(Dataset excerpts on object pointing)
○ ○ ○ ○ ○

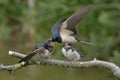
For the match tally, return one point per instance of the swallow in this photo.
(70, 52)
(65, 30)
(45, 53)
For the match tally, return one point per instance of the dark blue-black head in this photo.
(57, 38)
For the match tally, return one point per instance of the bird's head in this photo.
(68, 45)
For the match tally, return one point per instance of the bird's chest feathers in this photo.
(66, 35)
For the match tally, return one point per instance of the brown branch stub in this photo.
(111, 66)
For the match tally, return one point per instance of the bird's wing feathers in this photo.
(72, 21)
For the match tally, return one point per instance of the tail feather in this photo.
(83, 42)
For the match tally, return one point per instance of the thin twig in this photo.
(111, 66)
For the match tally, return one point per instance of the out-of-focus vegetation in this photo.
(24, 23)
(30, 21)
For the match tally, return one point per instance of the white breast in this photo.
(66, 36)
(71, 55)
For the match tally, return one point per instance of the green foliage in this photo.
(101, 26)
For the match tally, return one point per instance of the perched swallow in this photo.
(65, 29)
(70, 52)
(46, 50)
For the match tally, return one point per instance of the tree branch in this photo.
(111, 66)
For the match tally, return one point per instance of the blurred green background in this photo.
(25, 23)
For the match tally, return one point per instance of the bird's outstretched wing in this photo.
(68, 25)
(72, 21)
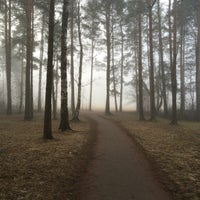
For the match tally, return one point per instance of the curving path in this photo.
(119, 170)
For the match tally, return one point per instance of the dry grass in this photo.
(175, 151)
(31, 168)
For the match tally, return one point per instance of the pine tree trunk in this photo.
(173, 71)
(22, 81)
(32, 46)
(161, 62)
(113, 67)
(8, 54)
(47, 131)
(122, 67)
(41, 64)
(151, 70)
(72, 58)
(64, 114)
(91, 75)
(78, 105)
(140, 77)
(182, 71)
(198, 67)
(28, 115)
(107, 107)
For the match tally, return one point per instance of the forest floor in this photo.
(31, 168)
(174, 152)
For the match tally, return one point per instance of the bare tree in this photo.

○ ○ ○ ○ ○

## What needs to be done
Copy out only the rows starting at the one containing "path in this photo." and ending at the last row, both included, keeping the requests. Shift every coordinate in the answers by adding 90 to it.

## Exercise response
For the match tally, return one point per instance of the curving path in this photo.
(209, 260)
For the match tally, return one point per instance of the dry grass in this photo.
(265, 241)
(121, 258)
For the match tally, return one point per instance of the pine tree trunk in this photo.
(263, 161)
(112, 171)
(122, 136)
(251, 152)
(203, 157)
(98, 144)
(137, 221)
(212, 157)
(131, 154)
(241, 160)
(162, 148)
(154, 204)
(181, 165)
(168, 195)
(230, 167)
(272, 161)
(288, 157)
(118, 205)
(197, 197)
For the match tally, return one point per instance of the forest floor in this photo.
(121, 258)
(264, 242)
For the match tally, return one point per instance of the bare tree in this photo.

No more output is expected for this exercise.